Extracted records

======

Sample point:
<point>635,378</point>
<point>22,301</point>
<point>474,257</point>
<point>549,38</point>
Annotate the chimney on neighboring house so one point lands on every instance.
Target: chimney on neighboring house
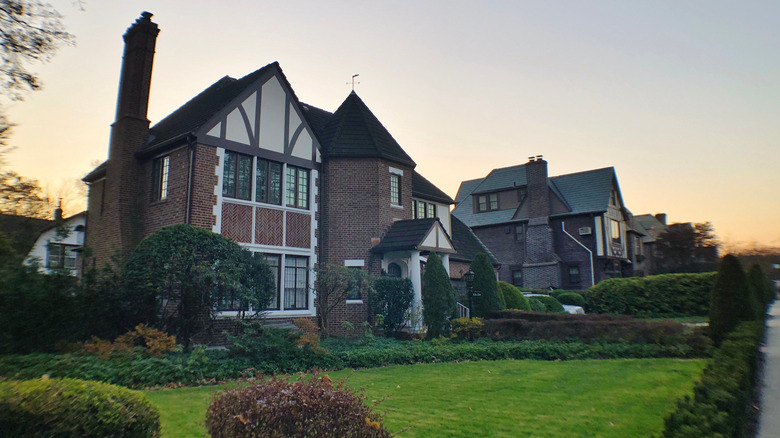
<point>117,224</point>
<point>58,211</point>
<point>538,191</point>
<point>540,269</point>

======

**PROBLEM TO SOLVE**
Render every line of the records as a Markdown table with the columns Row and Line, numbering each row and skipping blank lines. Omit the pictures.

**WORKED SOLUTION**
| Row | Line |
|---|---|
| 1 | Sample point: |
| 2 | <point>635,378</point> |
| 3 | <point>22,301</point> |
| 4 | <point>474,257</point> |
| 5 | <point>549,38</point> |
| 6 | Annotate the chimney on neighboring house so one point lands on every instance. |
| 7 | Target: chimney on neighboring house |
| 8 | <point>117,224</point> |
| 9 | <point>58,211</point> |
| 10 | <point>538,191</point> |
| 11 | <point>540,269</point> |